## [What you need to do]
[1] From the pulmonary fibrosis text, duplicate the words starting with "If you have" and going on through "advanced pulmonary fibrosis.".
[2] According to the pulmonary fibrosis text, what tends to make the chest pain or pressure from pulmonary hypertension worse?
[3] Do these statements agree with the pulmonary fibrosis text? Answer yes or no for each, and quote the words that decide it.
(a) Chest pressure from pulmonary hypertension tends to ease with physical activity.
(b) Scarred lung tissue is more likely to develop small tears.
(c) Right-sided heart failure can cause swelling in the legs and ankles.

======== Selected text

If you have pulmonary fibrosis and notice a sudden, sharp pain in your chest wall that worsens when you cough, breathe deeply, or press on the area, a cough-induced rib fracture is worth considering.
Chest Pressure From Pulmonary Hypertension
As lung scarring progresses, blood vessels in the lungs narrow and stiffen. This forces the right side of the heart to pump harder to push blood through, a condition called pulmonary hypertension. It develops in a significant number of people with advanced pulmonary fibrosis.
Pulmonary hypertension produces chest pressure or pain that can feel similar to a heart problem. The sensation comes from the heart muscle straining under increased workload. Over time, the right side of the heart enlarges and its walls thicken to compensate. Eventually this extra strain can lead to right-sided heart failure, which brings its own symptoms: swelling in the legs and ankles, fatigue, and worsening chest discomfort. The chest pain or pressure from pulmonary hypertension tends to worsen with physical activity, when the heart has to work even harder.
Pneumothorax: A Sudden Pain Emergency
People with pulmonary fibrosis have a higher risk of pneumothorax, a condition where air leaks out of the lung into the space between the lung and chest wall. Scarred, stiff lung tissue is more vulnerable to developing small tears.

================
======== Source data

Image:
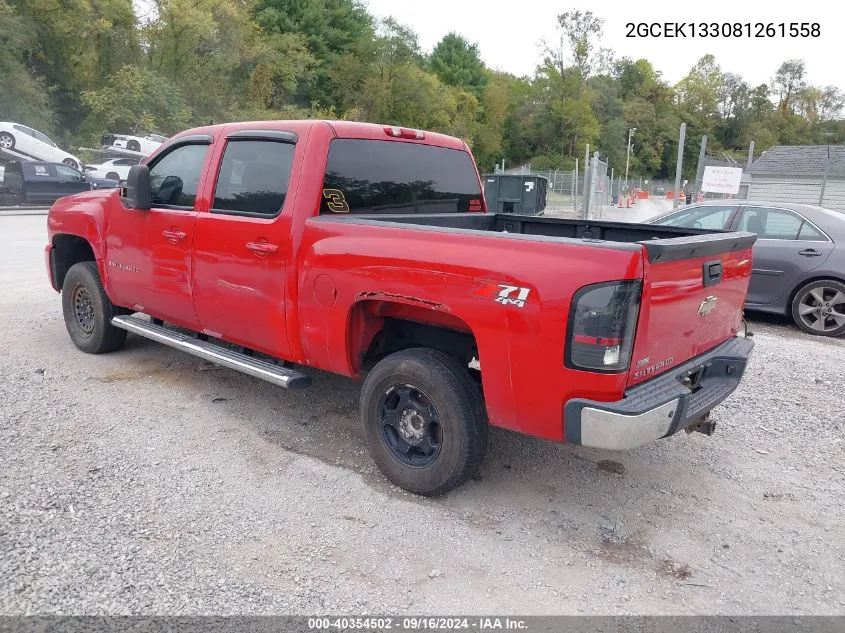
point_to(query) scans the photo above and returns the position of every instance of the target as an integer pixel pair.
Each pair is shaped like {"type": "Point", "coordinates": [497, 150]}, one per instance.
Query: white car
{"type": "Point", "coordinates": [112, 169]}
{"type": "Point", "coordinates": [21, 139]}
{"type": "Point", "coordinates": [145, 145]}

================

## [Numbered answers]
[1]
If you have pulmonary fibrosis and notice a sudden, sharp pain in your chest wall that worsens when you cough, breathe deeply, or press on the area, a cough-induced rib fracture is worth considering.
Chest Pressure From Pulmonary Hypertension
As lung scarring progresses, blood vessels in the lungs narrow and stiffen. This forces the right side of the heart to pump harder to push blood through, a condition called pulmonary hypertension. It develops in a significant number of people with advanced pulmonary fibrosis.

[2] Physical activity, when the heart has to work even harder.

[3]
(a) No: "The chest pain or pressure from pulmonary hypertension tends to worsen with physical activity"
(b) Yes: "Scarred, stiff lung tissue is more vulnerable to developing small tears."
(c) Yes: "right-sided heart failure, which brings its own symptoms: swelling in the legs and ankles"